REQUIREMENT — Would you count the lines of the listing that carry the word "query"? Give only the resulting number.

□ □ □ □ □ □ □

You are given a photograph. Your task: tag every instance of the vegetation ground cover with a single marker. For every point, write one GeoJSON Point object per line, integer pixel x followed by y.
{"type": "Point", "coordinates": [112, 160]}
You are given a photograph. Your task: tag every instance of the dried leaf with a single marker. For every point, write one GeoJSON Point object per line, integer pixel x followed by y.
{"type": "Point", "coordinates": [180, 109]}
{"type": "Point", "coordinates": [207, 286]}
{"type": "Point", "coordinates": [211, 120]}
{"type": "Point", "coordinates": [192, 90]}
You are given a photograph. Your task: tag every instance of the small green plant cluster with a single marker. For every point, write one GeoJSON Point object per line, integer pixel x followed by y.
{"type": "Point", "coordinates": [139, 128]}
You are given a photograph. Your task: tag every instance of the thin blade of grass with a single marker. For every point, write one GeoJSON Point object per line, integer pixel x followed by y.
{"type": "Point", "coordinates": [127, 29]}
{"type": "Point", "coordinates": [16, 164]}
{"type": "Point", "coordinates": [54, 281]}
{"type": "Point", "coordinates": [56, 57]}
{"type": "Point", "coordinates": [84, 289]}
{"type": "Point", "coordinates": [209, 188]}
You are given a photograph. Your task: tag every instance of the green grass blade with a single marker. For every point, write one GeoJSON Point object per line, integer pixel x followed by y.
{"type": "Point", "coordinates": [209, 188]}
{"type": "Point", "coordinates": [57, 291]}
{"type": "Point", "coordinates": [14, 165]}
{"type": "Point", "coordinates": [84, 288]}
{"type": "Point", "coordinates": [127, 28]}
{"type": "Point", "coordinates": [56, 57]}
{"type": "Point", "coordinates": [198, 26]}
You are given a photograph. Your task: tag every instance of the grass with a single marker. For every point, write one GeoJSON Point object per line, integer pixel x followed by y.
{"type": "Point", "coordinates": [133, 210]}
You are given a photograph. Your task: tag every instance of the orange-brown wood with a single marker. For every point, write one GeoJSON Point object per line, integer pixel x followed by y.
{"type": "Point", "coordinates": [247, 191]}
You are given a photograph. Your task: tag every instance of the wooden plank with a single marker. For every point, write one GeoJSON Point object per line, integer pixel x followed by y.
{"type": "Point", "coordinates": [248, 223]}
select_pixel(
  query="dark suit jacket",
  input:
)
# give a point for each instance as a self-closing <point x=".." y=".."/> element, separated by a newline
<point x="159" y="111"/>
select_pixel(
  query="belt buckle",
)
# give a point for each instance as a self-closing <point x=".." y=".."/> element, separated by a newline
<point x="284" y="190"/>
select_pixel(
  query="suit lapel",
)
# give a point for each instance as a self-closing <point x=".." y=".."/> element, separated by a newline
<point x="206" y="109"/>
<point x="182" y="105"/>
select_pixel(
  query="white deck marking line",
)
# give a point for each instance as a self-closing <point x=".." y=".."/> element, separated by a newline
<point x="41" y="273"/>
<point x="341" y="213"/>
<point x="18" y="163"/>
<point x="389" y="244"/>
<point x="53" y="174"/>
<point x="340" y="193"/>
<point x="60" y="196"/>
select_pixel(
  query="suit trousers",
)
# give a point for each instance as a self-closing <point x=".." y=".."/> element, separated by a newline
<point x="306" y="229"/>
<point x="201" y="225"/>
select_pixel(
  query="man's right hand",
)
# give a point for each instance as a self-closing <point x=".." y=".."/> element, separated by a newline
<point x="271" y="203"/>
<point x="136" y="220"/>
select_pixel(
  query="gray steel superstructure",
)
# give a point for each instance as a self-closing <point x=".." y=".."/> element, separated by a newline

□ □ □ □ □ □ □

RESULT — 7